Work to complete:
Rewrite every line from the one containing "Where can the shrub" through the end of the rows, inclusive, keeping the requests as they are and increasing each coordinate in the answers by 129.

Data entries:
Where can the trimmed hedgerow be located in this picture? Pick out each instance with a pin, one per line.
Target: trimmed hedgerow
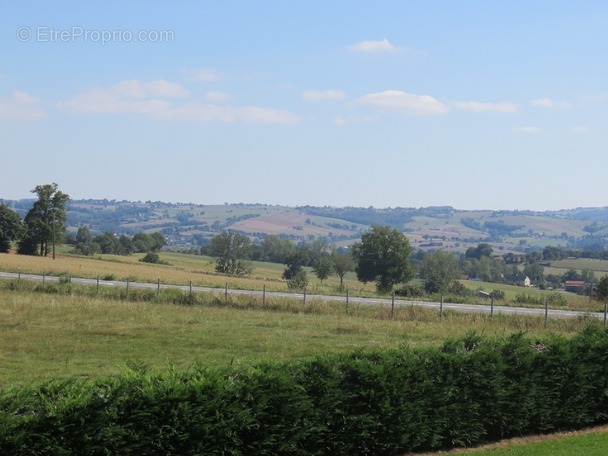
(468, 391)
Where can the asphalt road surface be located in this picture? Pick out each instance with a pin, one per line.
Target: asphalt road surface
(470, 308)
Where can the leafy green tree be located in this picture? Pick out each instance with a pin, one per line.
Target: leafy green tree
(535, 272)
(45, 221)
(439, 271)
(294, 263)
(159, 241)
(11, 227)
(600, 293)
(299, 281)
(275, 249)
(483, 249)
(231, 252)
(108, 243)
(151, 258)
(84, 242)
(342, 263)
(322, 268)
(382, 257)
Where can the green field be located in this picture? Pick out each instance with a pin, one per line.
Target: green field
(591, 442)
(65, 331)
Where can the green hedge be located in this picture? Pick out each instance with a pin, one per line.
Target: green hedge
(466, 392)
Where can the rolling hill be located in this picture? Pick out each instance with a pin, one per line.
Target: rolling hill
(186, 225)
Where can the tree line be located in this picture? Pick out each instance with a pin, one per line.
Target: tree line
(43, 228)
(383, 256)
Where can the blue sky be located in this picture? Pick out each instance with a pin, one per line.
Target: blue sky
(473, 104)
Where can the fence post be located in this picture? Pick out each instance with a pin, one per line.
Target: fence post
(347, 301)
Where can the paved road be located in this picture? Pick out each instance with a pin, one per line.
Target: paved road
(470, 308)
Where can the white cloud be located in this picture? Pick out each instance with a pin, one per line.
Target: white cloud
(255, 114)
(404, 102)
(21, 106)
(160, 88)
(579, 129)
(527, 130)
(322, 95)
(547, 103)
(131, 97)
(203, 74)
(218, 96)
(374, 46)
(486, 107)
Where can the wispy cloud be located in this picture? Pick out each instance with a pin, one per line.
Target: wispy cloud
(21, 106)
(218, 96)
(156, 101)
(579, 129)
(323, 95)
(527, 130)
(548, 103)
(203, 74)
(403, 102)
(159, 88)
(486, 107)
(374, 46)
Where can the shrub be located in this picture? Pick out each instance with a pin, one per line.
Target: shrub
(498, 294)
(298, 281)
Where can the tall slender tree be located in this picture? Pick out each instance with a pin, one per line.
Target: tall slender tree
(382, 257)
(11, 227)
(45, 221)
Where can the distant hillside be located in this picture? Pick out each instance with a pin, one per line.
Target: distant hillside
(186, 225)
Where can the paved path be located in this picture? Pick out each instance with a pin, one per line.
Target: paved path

Complete answer:
Where can the shrub be located in this picture? Pick out each instance with a pin, one per line.
Target: shrub
(627, 423)
(427, 410)
Where can the tall slender tree be located in this picture? Pick out each instance with a pin, one per line.
Target: tall slender tree
(511, 386)
(140, 356)
(174, 350)
Where can the distant hillside be located in this picture? Pick out each instance with a pin, one per line.
Target: distant hillside
(315, 354)
Where can the paved path be located in this picture? Pick out each instance with a pin, one per line.
Target: paved path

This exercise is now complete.